**Exercise prompt**
Check each line of the entries. Copy the ones that contain the string "Wanted".

**Data for analysis**
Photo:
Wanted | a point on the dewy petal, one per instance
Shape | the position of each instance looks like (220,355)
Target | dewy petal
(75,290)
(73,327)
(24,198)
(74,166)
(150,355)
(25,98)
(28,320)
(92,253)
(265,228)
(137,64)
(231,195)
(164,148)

==

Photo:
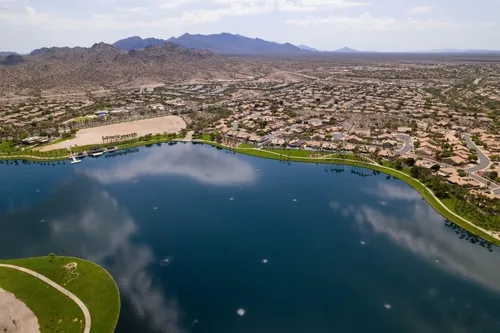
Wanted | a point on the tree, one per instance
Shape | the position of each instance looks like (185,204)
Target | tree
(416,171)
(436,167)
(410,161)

* * *

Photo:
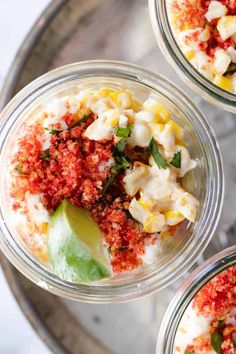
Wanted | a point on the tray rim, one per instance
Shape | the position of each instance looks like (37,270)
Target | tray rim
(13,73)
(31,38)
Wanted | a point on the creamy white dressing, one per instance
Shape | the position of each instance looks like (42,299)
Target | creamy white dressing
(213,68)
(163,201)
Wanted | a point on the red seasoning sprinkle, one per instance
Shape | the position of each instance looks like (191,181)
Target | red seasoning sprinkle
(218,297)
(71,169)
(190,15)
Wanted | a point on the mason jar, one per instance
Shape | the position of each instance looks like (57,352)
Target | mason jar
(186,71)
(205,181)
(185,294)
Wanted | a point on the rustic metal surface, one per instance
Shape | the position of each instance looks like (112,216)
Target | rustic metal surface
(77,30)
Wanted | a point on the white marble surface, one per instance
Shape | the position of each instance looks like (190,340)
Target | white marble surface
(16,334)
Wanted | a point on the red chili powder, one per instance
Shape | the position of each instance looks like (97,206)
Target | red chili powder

**Response for this exercise**
Wanted | a point on the dewy petal, one per instance
Wanted | a point on the tree, one per instance
Wanted | a point on the tray rim, one per instance
Wanted | a point on the creamy white dressing, one per instance
Wanted | a point on the red seasoning sprinkle, one per instance
Wanted | a point on the mason jar, one per instance
Wanted | a point on the rustic metal surface, one per instance
Wanted | a point on the white marble surface, one per instance
Wanted | a point on the red chili powder, one per instance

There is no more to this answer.